Return every line of the records below verbatim, with nothing added, removed, or changed.

Working data:
++++++++++

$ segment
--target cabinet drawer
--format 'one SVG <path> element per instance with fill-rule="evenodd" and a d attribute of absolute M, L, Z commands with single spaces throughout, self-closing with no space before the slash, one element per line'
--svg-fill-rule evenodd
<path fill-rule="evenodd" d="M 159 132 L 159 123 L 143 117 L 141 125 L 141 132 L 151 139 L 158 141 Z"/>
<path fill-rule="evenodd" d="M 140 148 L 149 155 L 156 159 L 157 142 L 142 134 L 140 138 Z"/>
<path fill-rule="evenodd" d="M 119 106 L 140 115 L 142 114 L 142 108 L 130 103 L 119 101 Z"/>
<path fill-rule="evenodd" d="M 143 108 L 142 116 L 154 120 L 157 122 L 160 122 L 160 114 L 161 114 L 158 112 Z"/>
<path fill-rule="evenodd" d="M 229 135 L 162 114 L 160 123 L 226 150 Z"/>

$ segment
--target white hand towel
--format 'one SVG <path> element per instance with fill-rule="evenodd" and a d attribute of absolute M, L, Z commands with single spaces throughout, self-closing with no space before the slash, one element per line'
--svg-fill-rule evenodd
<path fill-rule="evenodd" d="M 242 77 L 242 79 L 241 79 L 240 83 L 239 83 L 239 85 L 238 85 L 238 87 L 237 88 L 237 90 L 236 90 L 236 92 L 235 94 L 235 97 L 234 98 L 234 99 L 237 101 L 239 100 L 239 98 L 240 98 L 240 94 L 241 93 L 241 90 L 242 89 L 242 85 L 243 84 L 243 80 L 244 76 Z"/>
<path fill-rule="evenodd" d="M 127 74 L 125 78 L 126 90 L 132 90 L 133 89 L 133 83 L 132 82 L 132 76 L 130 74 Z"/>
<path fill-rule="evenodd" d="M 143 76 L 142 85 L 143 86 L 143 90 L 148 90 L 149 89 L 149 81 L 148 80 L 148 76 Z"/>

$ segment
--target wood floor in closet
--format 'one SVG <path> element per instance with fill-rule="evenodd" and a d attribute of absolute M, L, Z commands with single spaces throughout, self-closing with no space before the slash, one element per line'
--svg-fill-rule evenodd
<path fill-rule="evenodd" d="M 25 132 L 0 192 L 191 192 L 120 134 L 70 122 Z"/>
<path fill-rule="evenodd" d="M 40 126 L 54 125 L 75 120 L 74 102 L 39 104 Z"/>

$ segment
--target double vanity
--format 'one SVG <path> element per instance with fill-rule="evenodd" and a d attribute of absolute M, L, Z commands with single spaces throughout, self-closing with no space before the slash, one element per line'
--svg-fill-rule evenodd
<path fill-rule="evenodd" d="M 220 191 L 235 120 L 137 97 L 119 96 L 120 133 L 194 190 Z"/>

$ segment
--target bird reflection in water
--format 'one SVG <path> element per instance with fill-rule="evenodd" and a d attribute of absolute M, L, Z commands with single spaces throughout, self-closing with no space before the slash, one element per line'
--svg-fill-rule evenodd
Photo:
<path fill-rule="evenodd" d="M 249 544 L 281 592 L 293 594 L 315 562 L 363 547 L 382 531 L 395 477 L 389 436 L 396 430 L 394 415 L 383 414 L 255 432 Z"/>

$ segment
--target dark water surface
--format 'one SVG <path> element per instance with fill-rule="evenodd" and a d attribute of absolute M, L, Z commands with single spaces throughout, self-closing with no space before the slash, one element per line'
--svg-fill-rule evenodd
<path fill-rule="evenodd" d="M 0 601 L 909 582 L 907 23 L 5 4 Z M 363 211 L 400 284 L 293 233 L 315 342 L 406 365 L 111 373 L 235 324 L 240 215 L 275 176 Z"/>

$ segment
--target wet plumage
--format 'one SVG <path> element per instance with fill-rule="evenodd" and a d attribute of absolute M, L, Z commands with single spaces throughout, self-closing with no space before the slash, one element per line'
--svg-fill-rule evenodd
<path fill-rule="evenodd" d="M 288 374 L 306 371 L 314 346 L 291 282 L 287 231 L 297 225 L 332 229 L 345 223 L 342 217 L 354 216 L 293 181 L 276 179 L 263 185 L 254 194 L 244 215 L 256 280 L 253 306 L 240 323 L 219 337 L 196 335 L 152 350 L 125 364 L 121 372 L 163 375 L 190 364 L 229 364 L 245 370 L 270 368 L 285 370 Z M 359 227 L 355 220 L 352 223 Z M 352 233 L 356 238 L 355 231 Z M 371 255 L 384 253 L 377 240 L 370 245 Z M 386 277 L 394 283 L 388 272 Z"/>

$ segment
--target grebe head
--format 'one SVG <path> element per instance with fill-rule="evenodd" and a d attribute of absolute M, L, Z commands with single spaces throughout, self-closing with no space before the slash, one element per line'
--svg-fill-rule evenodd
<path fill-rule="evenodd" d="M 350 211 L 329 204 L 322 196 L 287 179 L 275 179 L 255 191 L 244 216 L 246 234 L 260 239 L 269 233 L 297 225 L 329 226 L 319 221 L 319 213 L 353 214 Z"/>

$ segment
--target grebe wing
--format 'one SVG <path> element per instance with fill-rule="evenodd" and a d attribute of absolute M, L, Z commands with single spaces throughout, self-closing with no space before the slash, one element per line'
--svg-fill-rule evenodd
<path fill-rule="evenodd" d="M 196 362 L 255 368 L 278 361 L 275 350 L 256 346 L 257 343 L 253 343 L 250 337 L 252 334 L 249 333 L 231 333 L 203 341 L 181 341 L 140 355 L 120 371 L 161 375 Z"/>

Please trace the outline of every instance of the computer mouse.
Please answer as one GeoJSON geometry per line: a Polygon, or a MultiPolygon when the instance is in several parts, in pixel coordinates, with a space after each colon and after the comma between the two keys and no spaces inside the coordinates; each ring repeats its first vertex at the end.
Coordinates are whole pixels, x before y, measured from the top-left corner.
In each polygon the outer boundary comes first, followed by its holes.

++++++++++

The response:
$ segment
--target cabinet drawer
--format 'one SVG <path> element per instance with fill-rule="evenodd" and a d attribute of absolute M, L, Z commands with single spaces throughout, self-closing with no space before the slash, one element per line'
--svg-fill-rule evenodd
<path fill-rule="evenodd" d="M 159 132 L 159 123 L 143 117 L 141 125 L 141 132 L 151 139 L 158 141 Z"/>
<path fill-rule="evenodd" d="M 140 148 L 149 155 L 156 159 L 157 142 L 142 134 L 140 138 Z"/>
<path fill-rule="evenodd" d="M 119 106 L 140 115 L 142 114 L 142 108 L 130 103 L 119 101 Z"/>
<path fill-rule="evenodd" d="M 143 108 L 142 116 L 154 120 L 157 122 L 160 122 L 160 114 L 161 114 L 158 112 Z"/>
<path fill-rule="evenodd" d="M 229 135 L 162 114 L 160 123 L 226 150 Z"/>

$ segment
--target white hand towel
--format 'one SVG <path> element per instance with fill-rule="evenodd" and a d attribute of absolute M, L, Z commands with single spaces throughout, self-closing with no space before the slash, one element per line'
--svg-fill-rule evenodd
<path fill-rule="evenodd" d="M 242 77 L 242 79 L 241 79 L 240 83 L 239 83 L 239 85 L 238 85 L 238 87 L 237 88 L 237 90 L 236 90 L 236 92 L 235 94 L 235 97 L 234 98 L 234 99 L 237 101 L 239 100 L 239 98 L 240 98 L 240 94 L 241 93 L 241 90 L 242 89 L 242 85 L 243 84 L 243 80 L 244 76 Z"/>
<path fill-rule="evenodd" d="M 127 74 L 125 78 L 126 90 L 132 90 L 133 89 L 133 83 L 132 82 L 132 76 L 130 74 Z"/>
<path fill-rule="evenodd" d="M 143 76 L 142 85 L 143 86 L 143 90 L 148 90 L 149 89 L 149 81 L 148 80 L 148 76 Z"/>

$ segment
--target wood floor in closet
--format 'one SVG <path> element per instance with fill-rule="evenodd" and a d attribute of absolute M, L, Z commands with single spaces throughout, self-closing with no space before the slash, one element per line'
--svg-fill-rule evenodd
<path fill-rule="evenodd" d="M 25 132 L 0 192 L 191 192 L 120 134 L 70 122 Z"/>
<path fill-rule="evenodd" d="M 40 126 L 54 125 L 75 120 L 74 102 L 39 104 Z"/>

$ segment
--target double vanity
--format 'one SVG <path> element per instance with fill-rule="evenodd" and a d attribute of absolute M, L, Z commands with single spaces throughout, self-closing with no space before the slash, one element per line'
--svg-fill-rule evenodd
<path fill-rule="evenodd" d="M 220 191 L 235 120 L 137 97 L 119 96 L 120 133 L 194 190 Z"/>

$ segment
--target bird reflection in water
--format 'one SVG <path> element per instance with fill-rule="evenodd" and a d attribute of absolute M, L, Z commands with single spaces throughout, self-closing with no space before the slash, one element per line'
--svg-fill-rule evenodd
Photo:
<path fill-rule="evenodd" d="M 249 544 L 281 592 L 293 594 L 315 562 L 363 547 L 382 531 L 395 477 L 389 436 L 396 430 L 394 415 L 383 414 L 255 432 Z"/>

$ segment
--target dark water surface
--format 'one SVG <path> element per instance with fill-rule="evenodd" and a d attribute of absolute M, L, Z commands with single spaces throughout, self-closing with no space before the slash, one element per line'
--svg-fill-rule evenodd
<path fill-rule="evenodd" d="M 0 601 L 909 582 L 907 23 L 5 4 Z M 363 211 L 400 284 L 293 233 L 315 342 L 406 365 L 111 373 L 235 324 L 240 215 L 275 176 Z"/>

$ segment
--target wet plumage
--format 'one SVG <path> element per instance with fill-rule="evenodd" and a d attribute of absolute M, L, Z commands with single spaces throughout, self-closing with no space before the slash, one element per line'
--svg-fill-rule evenodd
<path fill-rule="evenodd" d="M 288 374 L 306 371 L 314 346 L 291 282 L 287 231 L 297 225 L 332 229 L 345 223 L 342 217 L 354 216 L 293 181 L 276 179 L 263 185 L 254 194 L 244 215 L 256 280 L 253 306 L 240 323 L 219 337 L 196 335 L 152 350 L 125 364 L 121 372 L 163 375 L 190 364 L 229 364 L 245 370 L 270 368 L 285 370 Z M 359 227 L 355 220 L 352 223 Z M 352 233 L 356 238 L 355 231 Z M 371 255 L 384 253 L 377 240 L 370 245 Z M 386 277 L 394 283 L 388 272 Z"/>

$ segment
--target grebe head
--format 'one SVG <path> element per instance with fill-rule="evenodd" and a d attribute of absolute M, L, Z commands with single spaces throughout, self-closing with no space before the slash, one element per line'
--svg-fill-rule evenodd
<path fill-rule="evenodd" d="M 350 211 L 329 204 L 322 196 L 287 179 L 275 179 L 255 191 L 244 216 L 246 234 L 260 239 L 269 233 L 297 225 L 329 226 L 319 221 L 319 213 L 353 214 Z"/>

$ segment
--target grebe wing
--format 'one SVG <path> element per instance with fill-rule="evenodd" and a d attribute of absolute M, L, Z commands with single spaces throughout, self-closing with no space before the slash, one element per line'
--svg-fill-rule evenodd
<path fill-rule="evenodd" d="M 196 362 L 255 368 L 278 361 L 275 350 L 256 346 L 257 343 L 253 343 L 250 337 L 252 334 L 249 333 L 231 333 L 203 341 L 181 341 L 140 355 L 120 371 L 161 375 Z"/>

Please trace the outline of every instance of the computer mouse.
Please answer as one GeoJSON geometry per line: a Polygon, or a MultiPolygon when the instance is in several parts, in pixel coordinates, with a space after each colon and after the comma between the two keys and no spaces inside the coordinates; each ring repeats its first vertex at the end.
Coordinates are whole pixels, x before y, measured from the top-left corner.
In each polygon the outer boundary comes first, followed by its holes.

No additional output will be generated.